PASSAGE PROVIDED:
September 27, 2019

Stanton A. Glantz, PhD

FDA needs to suspend its approval of IQOS until there is evidence that it will not cause the same lung disease as e-cigs

While the nation is reeling from the scary reports of more than 500 severe lung illnesses and at least 9 deaths tied to e-cigarette use (and these numbers are expected to grow), Altria is rapidly moving to roll out is new IQOS heated tobacco product, beginning in Atlanta.  Like Juul, IQOS boasts a sleek, modern design that imitates Apple products, and is sold in stores around the world that imitate Apple stores.  Like Juul, IQOS is recharged electronically. And like Juul, IQOS comes in two menthol flavors (and these flavors are co-branded with Marlboro -- Marlboro Smooth Menthol and Marlboro Fresh Menthol). Nevertheless, Altria claims that IQOS will not be popular with youth, claims that the FDA has accepted.

Likely in response to concerns over e-cigs and lung disease, PMI announced that “IQOS is not related to the vaping illness in the U.S.” This may be true right now, since IQOS is not yet available in the U.S.  Indeed, in many ways an IQOS is a solid e-cigarette in which the nicotine aerosol is produced by heating up “Heatsticks” that contain a lot of propylene glycol (PG) and vegetable glycerin (VG). In fact, a published peer-reviewed analysis of  PMI’s own data submitted to FDA and found that the aerosol in IQOS emissions has higher levels of PG and VG compared to emissions from a conventional cigarette. (IQOS aerosol has 638% higher PG and 141% higher VG than in cigarette emissions.) The application PMI submitted to FDA to get IQOS approved did not contain any studies assessing the kind of lung damage that was found in the experimental study of e-cigarettes such as the one by researchers at Baylor University.  

This was reasonable at the time because the experiment that Baylor did showing how the PG/VG could be messing up lungs had not yet been published.

However, now we have the Baylor study showing that the lipoid pneumonias that have afflicted hundreds of young, otherwise healthy e-cig users in the U.S. may be connected to inhaling the heated solvents (vegetable glycerin (VG) and propylene glycol (PG)) that are used in the e-liquids.  And last month FDA proposed adding VG and PG to its list of “harmful and potentially harmful constituents” because these compounds are identified by the National Institute for Occupational Safety and Health (NIOSH) as having adverse respiratory effects.

While the FDA got caught flat-footed on the mysterious lung disease linked to e-cigarettes (despite individual case reports going back to 2011), they should not make the same mistake with IQOS, which is not yet in wide distribution in the US. 

Before IQOS becomes another public health emergency, FDA should suspend IQOS’s marketing order and insist that studies are completed demonstrating that the PG and VG in IQOS that is heated and inhaled by users is not causing the same problems that have been observed in e-cigarettes.  In particular, they should require PMI to complete studies following the Baylor protocol.   If those studies come up positive, the IQOS marketing order should be revoked.

And if PMI’s studies come up negative, FDA should do their own independent studies to make sure that PMI didn’t miss anything.

When challenged about the appropriateness of approving IQOS, the FDA has said that any problems could be picked up in post-market surveillance.  What that means in practical terms is that IQOS users must first get sick and die before FDA will start to think about what steps it should take to protect the public.

Given what is happening with e-cigarettes, that is not an appropriate solution. 


Lauren Lempert and I collaborated to prepare this blog post.

RECORDED DATA:
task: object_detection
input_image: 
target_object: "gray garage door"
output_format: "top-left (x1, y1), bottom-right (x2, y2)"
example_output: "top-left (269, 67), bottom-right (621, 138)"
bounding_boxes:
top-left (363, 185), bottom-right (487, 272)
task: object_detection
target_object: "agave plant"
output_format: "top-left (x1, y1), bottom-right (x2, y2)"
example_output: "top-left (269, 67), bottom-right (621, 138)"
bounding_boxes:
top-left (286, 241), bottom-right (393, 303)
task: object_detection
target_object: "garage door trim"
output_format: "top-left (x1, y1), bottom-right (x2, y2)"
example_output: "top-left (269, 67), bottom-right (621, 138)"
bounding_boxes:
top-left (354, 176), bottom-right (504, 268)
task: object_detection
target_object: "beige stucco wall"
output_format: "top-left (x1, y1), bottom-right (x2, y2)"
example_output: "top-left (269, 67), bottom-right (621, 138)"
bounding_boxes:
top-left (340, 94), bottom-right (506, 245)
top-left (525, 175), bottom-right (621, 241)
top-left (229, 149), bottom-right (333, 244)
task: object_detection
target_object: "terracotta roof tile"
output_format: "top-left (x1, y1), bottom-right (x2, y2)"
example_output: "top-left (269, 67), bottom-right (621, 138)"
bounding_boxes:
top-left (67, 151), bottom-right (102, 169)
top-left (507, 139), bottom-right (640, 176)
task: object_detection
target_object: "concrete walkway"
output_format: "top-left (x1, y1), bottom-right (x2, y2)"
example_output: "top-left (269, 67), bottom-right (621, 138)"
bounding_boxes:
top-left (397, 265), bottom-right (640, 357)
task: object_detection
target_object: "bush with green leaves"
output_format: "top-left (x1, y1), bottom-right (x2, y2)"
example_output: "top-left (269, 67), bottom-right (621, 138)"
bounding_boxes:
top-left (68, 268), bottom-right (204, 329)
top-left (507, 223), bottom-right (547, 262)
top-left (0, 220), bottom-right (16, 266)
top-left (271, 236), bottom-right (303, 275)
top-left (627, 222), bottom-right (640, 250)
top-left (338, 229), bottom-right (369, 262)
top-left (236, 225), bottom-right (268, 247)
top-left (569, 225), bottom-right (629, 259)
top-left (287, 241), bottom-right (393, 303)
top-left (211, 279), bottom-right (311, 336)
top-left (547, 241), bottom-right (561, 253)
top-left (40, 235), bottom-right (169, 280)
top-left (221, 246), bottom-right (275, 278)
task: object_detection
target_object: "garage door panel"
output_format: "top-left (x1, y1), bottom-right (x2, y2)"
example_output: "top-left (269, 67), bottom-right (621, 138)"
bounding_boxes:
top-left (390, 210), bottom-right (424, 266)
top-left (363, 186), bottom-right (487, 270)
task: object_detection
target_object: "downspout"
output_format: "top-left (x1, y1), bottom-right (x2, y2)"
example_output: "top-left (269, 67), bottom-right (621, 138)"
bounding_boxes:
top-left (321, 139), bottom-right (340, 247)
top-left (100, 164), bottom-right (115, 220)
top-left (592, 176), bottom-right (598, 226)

ACTIVITY:
According to the blog post about IQOS, why was it reasonable that PMI's application to the FDA contained no studies assessing the kind of lung damage found in experimental e-cigarette research? Answer in one to three sentences. The rows are not used for anything here.

ANSWER TO THE EXERCISE:
It was reasonable at the time because the Baylor University experiment showing how PG and VG could be damaging lungs had not yet been published.